What you will do - Leave out the pictures and repeat the data exactly.

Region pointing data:
= = = =

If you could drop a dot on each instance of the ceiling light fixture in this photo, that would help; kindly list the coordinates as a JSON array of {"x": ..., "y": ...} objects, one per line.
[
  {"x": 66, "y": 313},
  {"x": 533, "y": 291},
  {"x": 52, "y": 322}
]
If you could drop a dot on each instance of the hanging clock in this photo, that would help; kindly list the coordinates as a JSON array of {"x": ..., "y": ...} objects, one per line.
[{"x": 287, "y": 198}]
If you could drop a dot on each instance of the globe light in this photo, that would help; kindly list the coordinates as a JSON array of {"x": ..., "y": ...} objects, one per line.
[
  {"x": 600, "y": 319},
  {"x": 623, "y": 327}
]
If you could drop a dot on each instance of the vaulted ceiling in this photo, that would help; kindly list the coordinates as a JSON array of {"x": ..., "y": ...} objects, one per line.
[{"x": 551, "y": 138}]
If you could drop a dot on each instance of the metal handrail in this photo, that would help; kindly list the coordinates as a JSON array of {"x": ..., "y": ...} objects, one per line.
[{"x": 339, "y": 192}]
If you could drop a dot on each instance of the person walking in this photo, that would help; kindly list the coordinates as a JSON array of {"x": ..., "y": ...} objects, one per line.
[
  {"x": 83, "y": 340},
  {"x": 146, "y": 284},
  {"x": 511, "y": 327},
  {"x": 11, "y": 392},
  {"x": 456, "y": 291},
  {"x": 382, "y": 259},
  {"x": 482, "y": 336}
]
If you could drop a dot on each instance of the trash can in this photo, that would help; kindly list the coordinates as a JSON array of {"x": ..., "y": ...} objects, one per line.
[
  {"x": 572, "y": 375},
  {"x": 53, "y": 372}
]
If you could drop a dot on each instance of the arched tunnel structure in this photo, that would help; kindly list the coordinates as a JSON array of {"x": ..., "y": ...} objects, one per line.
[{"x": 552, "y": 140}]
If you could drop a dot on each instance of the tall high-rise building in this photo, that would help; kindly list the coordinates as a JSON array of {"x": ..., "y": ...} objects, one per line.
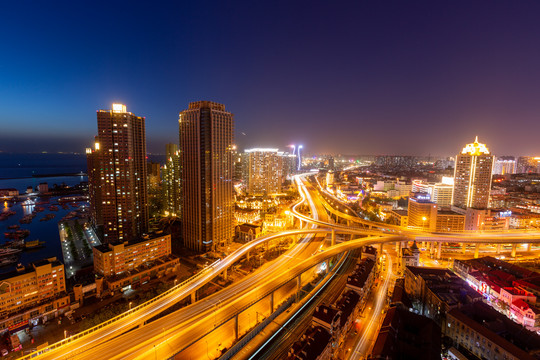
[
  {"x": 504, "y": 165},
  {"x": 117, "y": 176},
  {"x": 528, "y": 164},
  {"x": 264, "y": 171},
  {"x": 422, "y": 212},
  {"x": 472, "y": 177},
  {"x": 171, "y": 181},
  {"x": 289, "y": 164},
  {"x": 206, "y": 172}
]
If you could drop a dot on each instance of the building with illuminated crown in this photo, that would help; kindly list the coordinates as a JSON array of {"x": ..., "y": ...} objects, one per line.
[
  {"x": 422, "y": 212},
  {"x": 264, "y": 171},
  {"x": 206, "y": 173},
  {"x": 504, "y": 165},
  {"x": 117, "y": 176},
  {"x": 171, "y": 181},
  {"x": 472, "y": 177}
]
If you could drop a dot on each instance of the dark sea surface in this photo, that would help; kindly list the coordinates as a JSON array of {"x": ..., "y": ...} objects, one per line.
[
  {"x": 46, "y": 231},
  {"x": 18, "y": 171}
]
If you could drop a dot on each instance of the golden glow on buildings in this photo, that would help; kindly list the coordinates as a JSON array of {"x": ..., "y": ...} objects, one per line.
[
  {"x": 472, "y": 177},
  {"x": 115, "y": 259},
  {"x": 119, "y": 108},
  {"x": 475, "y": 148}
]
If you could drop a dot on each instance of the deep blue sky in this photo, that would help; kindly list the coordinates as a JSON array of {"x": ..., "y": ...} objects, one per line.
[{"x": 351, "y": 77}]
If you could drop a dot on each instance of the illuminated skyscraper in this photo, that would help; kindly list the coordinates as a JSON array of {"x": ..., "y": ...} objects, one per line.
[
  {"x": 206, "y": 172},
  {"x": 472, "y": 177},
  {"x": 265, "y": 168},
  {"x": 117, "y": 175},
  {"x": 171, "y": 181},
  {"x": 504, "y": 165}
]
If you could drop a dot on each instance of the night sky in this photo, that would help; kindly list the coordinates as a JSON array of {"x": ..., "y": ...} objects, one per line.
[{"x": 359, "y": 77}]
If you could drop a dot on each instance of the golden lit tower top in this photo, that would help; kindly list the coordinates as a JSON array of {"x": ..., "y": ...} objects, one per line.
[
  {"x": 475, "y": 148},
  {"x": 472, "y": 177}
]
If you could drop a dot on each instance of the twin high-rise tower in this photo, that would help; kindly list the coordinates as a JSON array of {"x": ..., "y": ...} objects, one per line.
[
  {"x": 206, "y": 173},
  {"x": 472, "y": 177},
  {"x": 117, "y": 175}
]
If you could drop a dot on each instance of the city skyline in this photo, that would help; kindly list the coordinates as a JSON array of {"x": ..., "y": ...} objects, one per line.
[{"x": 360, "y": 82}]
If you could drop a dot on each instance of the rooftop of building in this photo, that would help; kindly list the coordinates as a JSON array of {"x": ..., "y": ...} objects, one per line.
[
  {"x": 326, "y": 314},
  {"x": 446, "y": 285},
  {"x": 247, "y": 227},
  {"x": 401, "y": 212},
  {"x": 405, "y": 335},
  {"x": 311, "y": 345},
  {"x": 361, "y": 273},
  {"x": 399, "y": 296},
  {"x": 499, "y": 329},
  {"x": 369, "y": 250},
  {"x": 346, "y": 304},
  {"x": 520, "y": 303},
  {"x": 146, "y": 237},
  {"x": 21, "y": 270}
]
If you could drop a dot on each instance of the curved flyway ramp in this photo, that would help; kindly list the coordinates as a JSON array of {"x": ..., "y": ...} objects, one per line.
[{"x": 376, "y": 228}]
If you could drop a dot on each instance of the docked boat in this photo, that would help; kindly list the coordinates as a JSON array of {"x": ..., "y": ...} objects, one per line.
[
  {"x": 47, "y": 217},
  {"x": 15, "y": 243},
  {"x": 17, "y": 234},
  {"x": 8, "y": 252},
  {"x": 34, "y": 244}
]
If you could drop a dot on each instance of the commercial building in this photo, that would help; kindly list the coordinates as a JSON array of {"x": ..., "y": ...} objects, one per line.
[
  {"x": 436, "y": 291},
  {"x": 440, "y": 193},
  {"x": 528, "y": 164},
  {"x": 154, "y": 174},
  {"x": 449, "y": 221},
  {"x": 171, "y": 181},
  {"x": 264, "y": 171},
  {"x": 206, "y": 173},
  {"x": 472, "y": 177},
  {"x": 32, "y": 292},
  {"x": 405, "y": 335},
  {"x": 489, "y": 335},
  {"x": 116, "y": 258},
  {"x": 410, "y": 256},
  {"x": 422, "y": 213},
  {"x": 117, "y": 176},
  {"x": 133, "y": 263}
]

= = = =

Response to this exercise -
If you could drop a dot on each instance of the ceiling light fixture in this photo, that would help; kindly list the coordinates as a JSON array of {"x": ..., "y": ...} objects, one per line.
[
  {"x": 66, "y": 313},
  {"x": 533, "y": 291},
  {"x": 52, "y": 322}
]
If you could drop a dot on each instance of the hanging clock in this photo, that would help; kindly list the coordinates as a JSON array of {"x": ..., "y": ...} objects, one per line.
[{"x": 287, "y": 198}]
If you could drop a dot on each instance of the globe light in this photo, that would help; kindly list the coordinates as a JSON array of {"x": ..., "y": ...} objects, one per line.
[
  {"x": 600, "y": 319},
  {"x": 623, "y": 327}
]
If you could drop a dot on each instance of the vaulted ceiling in this photo, that would help; kindly list the coordinates as a JSON array of {"x": ..., "y": ...} objects, one per line.
[{"x": 551, "y": 138}]
If you could drop a dot on each instance of the metal handrail in this photo, that would help; kindly list the coordinates as a JSON array of {"x": ..., "y": ...} objects, one per line.
[{"x": 339, "y": 192}]
If you could drop a dot on each instance of the person walking in this photo, that would help; kindly list the coordinates as a JSON array of {"x": ..., "y": ...} objects, one per line.
[
  {"x": 83, "y": 340},
  {"x": 146, "y": 284},
  {"x": 511, "y": 327},
  {"x": 11, "y": 392},
  {"x": 456, "y": 291},
  {"x": 382, "y": 259},
  {"x": 482, "y": 336}
]
If you could drop a dot on each instance of the trash can in this photo, that would help; kindly list the coordinates as a JSON array of {"x": ..., "y": ...} objects, one per line.
[
  {"x": 572, "y": 375},
  {"x": 53, "y": 372}
]
If you could drop a dot on each instance of the arched tunnel structure in this photo, that would help; kindly list the coordinates as a JSON array of {"x": ..., "y": ...} objects, one per line.
[{"x": 552, "y": 140}]
If you could drop a dot on each instance of the tall high-rise building in this photo, that would help; kindly list the coordinates as a JSON array of {"x": ..., "y": ...} objects, one per line.
[
  {"x": 504, "y": 165},
  {"x": 117, "y": 176},
  {"x": 528, "y": 164},
  {"x": 264, "y": 171},
  {"x": 422, "y": 212},
  {"x": 472, "y": 177},
  {"x": 171, "y": 181},
  {"x": 289, "y": 164},
  {"x": 206, "y": 172}
]
If you could drop a dot on each instance of the building with illuminated crown in this photo, that would help; kindly list the coordinates as a JSON array of {"x": ..., "y": ...} objects, one per line.
[
  {"x": 422, "y": 212},
  {"x": 264, "y": 171},
  {"x": 206, "y": 173},
  {"x": 504, "y": 165},
  {"x": 117, "y": 176},
  {"x": 171, "y": 181},
  {"x": 472, "y": 177}
]
If you could drop a dot on each instance of the dark sea surface in this photo, that would help; kindly list the coordinates as a JSON array of {"x": ..., "y": ...} objects, one per line.
[
  {"x": 46, "y": 231},
  {"x": 18, "y": 171}
]
If you could drop a dot on each instance of the golden glow on buildings in this photo, that would help; kindly list the coordinates as a JSON array of {"x": ..., "y": ...} objects, one per line.
[
  {"x": 472, "y": 177},
  {"x": 115, "y": 259},
  {"x": 119, "y": 108},
  {"x": 475, "y": 148}
]
If you could drop a dot on each instance of the deep blue sky in this photo, that would help; kindly list the coordinates as a JSON array of {"x": ..., "y": ...} objects, one per line.
[{"x": 351, "y": 77}]
If you could drop a dot on each instance of the illuminated skyscraper in this photo, that would help; kindly list the coordinates as a JSON array of {"x": ..., "y": ...} objects, one per line.
[
  {"x": 206, "y": 172},
  {"x": 472, "y": 177},
  {"x": 265, "y": 168},
  {"x": 117, "y": 175},
  {"x": 171, "y": 181},
  {"x": 504, "y": 165}
]
If you could drop a dot on each instance of the night sky in this photo, that would help; kindly list the coordinates as a JSON array of {"x": ..., "y": ...} objects, one per line.
[{"x": 359, "y": 77}]
If you could drop a dot on each instance of the golden lit tower top in this photo, that would help; kindly list the coordinates as a JSON array of {"x": ..., "y": ...} objects, one per line.
[
  {"x": 475, "y": 148},
  {"x": 472, "y": 177}
]
If you could drop a dot on each instance of the twin high-rise tower in this photo, that would help; kindly list the coordinates as a JSON array of {"x": ..., "y": ...} objects, one per line.
[
  {"x": 206, "y": 173},
  {"x": 472, "y": 177},
  {"x": 117, "y": 175}
]
If you could drop a dot on each instance of the city skyline in this photo, that would help; kindly list the coordinates as a JSON array of {"x": ..., "y": ...} objects, one per line.
[{"x": 360, "y": 82}]
If you could drop a dot on each instance of the rooftop of building in this photo, that would help; kindly list the coordinates as a JSON array of {"x": ..., "y": ...} objects, one per line.
[
  {"x": 326, "y": 314},
  {"x": 446, "y": 285},
  {"x": 247, "y": 227},
  {"x": 401, "y": 212},
  {"x": 405, "y": 335},
  {"x": 311, "y": 345},
  {"x": 361, "y": 273},
  {"x": 399, "y": 296},
  {"x": 499, "y": 329},
  {"x": 369, "y": 250},
  {"x": 346, "y": 304},
  {"x": 520, "y": 303},
  {"x": 146, "y": 237},
  {"x": 21, "y": 270}
]
If you could drop a dot on each instance of the curved flyway ramp in this photo, that would help; kindly list the coordinates as a JSON array of {"x": ..., "y": ...} objects, one per line.
[{"x": 376, "y": 228}]
If you could drop a dot on each instance of the docked boat in this photo, that would help; kindly list the coordinates as a JSON array of {"x": ..., "y": ...} objects, one per line.
[
  {"x": 47, "y": 217},
  {"x": 15, "y": 243},
  {"x": 17, "y": 234},
  {"x": 8, "y": 252},
  {"x": 34, "y": 244}
]
If you could drop a dot on each instance of the commercial building in this photo, that would help; kindly list the coordinates as a JSON array of {"x": ..., "y": ...} objects, one per line.
[
  {"x": 436, "y": 291},
  {"x": 440, "y": 193},
  {"x": 528, "y": 164},
  {"x": 154, "y": 174},
  {"x": 449, "y": 221},
  {"x": 171, "y": 181},
  {"x": 264, "y": 171},
  {"x": 206, "y": 173},
  {"x": 472, "y": 177},
  {"x": 32, "y": 292},
  {"x": 405, "y": 335},
  {"x": 489, "y": 335},
  {"x": 116, "y": 258},
  {"x": 410, "y": 256},
  {"x": 422, "y": 213},
  {"x": 117, "y": 176},
  {"x": 133, "y": 263}
]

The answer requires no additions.